• _Stated problem_
Copy the lines from the one containing "window and record the pixel coordinates." through the end of the records, substituting "end table" for "side table" and leaving everything else as it is.

• _Data excerpts_
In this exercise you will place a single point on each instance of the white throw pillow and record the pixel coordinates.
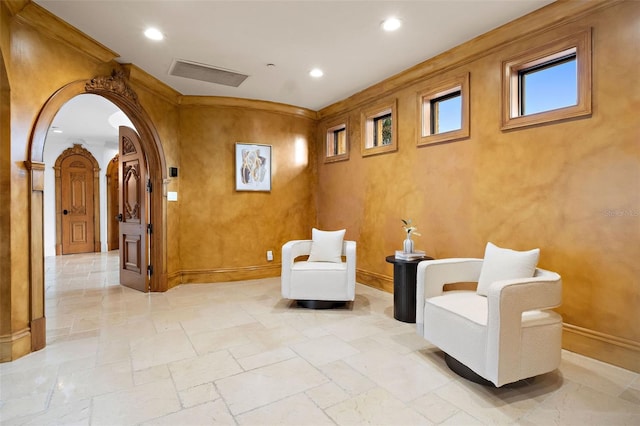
(326, 246)
(505, 264)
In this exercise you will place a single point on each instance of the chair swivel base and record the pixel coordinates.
(320, 304)
(465, 372)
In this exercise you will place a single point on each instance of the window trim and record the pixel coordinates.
(511, 68)
(367, 118)
(440, 89)
(336, 124)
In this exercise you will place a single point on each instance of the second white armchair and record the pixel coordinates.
(324, 279)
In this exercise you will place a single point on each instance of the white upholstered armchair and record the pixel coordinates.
(504, 331)
(327, 277)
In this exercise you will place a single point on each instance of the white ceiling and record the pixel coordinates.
(343, 38)
(87, 119)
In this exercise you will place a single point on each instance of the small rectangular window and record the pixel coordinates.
(339, 141)
(379, 128)
(549, 83)
(382, 130)
(444, 110)
(548, 86)
(336, 140)
(446, 113)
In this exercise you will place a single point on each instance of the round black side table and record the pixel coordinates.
(404, 287)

• _Output_
In this exercise you will place a single point on each instance of the small rectangular window and record the pixel coordinates.
(339, 141)
(379, 128)
(549, 83)
(382, 130)
(444, 110)
(548, 86)
(336, 140)
(446, 113)
In this exercise you will place a single point on each instance of the round black end table and record the pixel coordinates.
(404, 287)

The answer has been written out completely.